--- Text passage ---
▬▬▬▬▬▬

United States District Court, M.D. Alabama, Eastern Division

January 25, 2017

KARLA MORRISON, Plaintiff,
v.
CHARLES J. VEALE, M.D., P.C., Defendant.

          MEMORANDUM OPINION

          TERRY F. MOORER UNITED STATES MAGISTRATE JUDGE.

         This action is assigned to the undersigned magistrate judge to conduct all proceedings and order entry of judgment by consent of all the parties pursuant to 28 U.S.C. § 636(c). See Docs. 45, 46.

         Pending before the Court is Defendant's Motion for Sanctions Including Dismissal of the Action With Prejudice (Doc. 73, filed 8/30/16). Plaintiff submitted her response on September 16, 2016 (Doc. 75). The Court held a hearing and oral arguments on the matter on September 22, 2016. After the hearing, the Court permitted post-hearing briefing and replies. See Docs. 79, 80, 81, 82, 83, 84, and 85. An official transcript was prepared and docketed on December 2, 2016. After review of all the relevant pleadings, testimony, and evidence presented, the motion is fully submitted and ripe for review. On January 5, 2017, the Court entered an order which GRANTED in part and DENIED in part the Defendant's motion. See Doc. 87. This memorandum opinion now provides the basis for that ruling.

         I. Background

         Plaintiff Karla Morrison (“Plaintiff” or “Morrison”) filed her Complaint in this case on October 2, 2014 wherein she alleged violations of the Fair Labor Standards Act (“FLSA”). See Doc. 1. Defendant is Charles J. Veale, M.D., P.C. (“Defendant” or “Veale Practice”). Plaintiff states she was employed by Defendant from September 2011 through her termination on August 19, 2014. Plaintiff asserts two counts for violations of FLSA. Count I claims that Defendant failed to pay her the minimum wage from September 2011 until mid-February 2012 though she worked approximately thirty (30) hours per week. Count II claims that Defendant failed to pay overtime compensation from February 2012 to August 19, 2014 (her termination date) though Plaintiff regularly worked in excess of forty (40) hours.

         After several continuances of the discovery deadline and other relevant deadlines, the discovery period finally concluded on August 5, 2016. See Doc. 66. On August 30, 2016, Defendant filed its motion for sanctions for spoliation of evidence. See Doc. 73. Defendant alleges that after Plaintiff's termination, she improperly logged in to the office email account and deleted all the emails contained within the account. Defendant further alleges that she would secretly and repeatedly log-in to the email account to delete emails throughout the course of the litigation. Defendant states Plaintiff added 2-step verification to the log in process in April 2015 (long after she was terminated). The verification process was linked to her cell phone.

▬▬▬▬▬▬

--- Parts of the exercise ---
1. According to the court opinion above, on what date did the plaintiff file her Complaint?
2. Continue the court opinion above from its last sentence.

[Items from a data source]
▬▬▬▬▬▬

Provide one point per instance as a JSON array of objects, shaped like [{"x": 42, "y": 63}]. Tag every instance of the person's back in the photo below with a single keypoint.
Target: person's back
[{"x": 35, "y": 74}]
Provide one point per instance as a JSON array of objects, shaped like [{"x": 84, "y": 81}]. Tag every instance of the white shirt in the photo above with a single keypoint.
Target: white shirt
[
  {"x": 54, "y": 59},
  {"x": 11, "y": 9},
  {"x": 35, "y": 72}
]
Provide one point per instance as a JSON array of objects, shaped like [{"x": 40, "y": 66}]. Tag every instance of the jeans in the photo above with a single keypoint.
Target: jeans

▬▬▬▬▬▬

--- Task responses ---
1. October 2, 2014

2.
         Plaintiff denies the allegations. Plaintiff states that the only time she accessed the account post-termination was either August 19 or 20, 2014 solely to close out items (including her personal email). Plaintiff claims all emails related to the practice had already been copied and placed in their proper files at the Veale Practice. Plaintiff states that she was only closing out matters already completed. Plaintiff acknowledged she added an inactive account manager notification and an auto-reply which automatically sent a responsive email to the sender that they should contact the Veale Practice directly at the appropriate telephone number. Plaintiff denies accessing the account any time afterwards. Plaintiff claims the deleted emails had no bearing on the case and were clearly not important to the Veale Practice as they did not make any efforts to retrieve them during 2015. Plaintiff claims she did not activate the 2-step verification process in April 2015 and posits anyone could have done that and specifically identifies the Defendant as likely having added Plaintiff's cell phone.

         On September 22, 2016, the Court heard oral arguments and evidence as it related to the motion. The Court heard testimony from Plaintiff's prior three attorneys (which included a limited waiver of privilege as it pertained to discovery matters), Plaintiff Karla Morrison, Nancy Veale, Kathryn Peters, and Dana Johnson. The final three witnesses were employees of the Veale Practice.

         Defendant in its motion for sanctions first requests dismissal with prejudice of the lawsuit. Alternatively, it requested dismissal of the FLSA overtime claim. Plaintiff opposes any sanctions, but states, in the alternative, that if granted that appropriate remedy would be a permissive jury instruction. At the conclusion of the hearing the Court provided both parties the opportunity for supplemental briefing including the Court's request to address alternative remedies besides the far ends of the spectrum each side requested. After receiving the briefs, their sur-replies, and the official transcript of the proceeding, the issue was fully ripe for disposition.

         II. Jurisdiction and Legal Authority

         Morrison asserts claims pursuant to 28 U.S.C. § 1331 (federal question jurisdiction) as she brings claims for violations of the Fair Labor Standards Act (FLSA), 29 U.S.C. § 201, et seq. No party contests either subject matter or personal jurisdiction and adequate support exists for both.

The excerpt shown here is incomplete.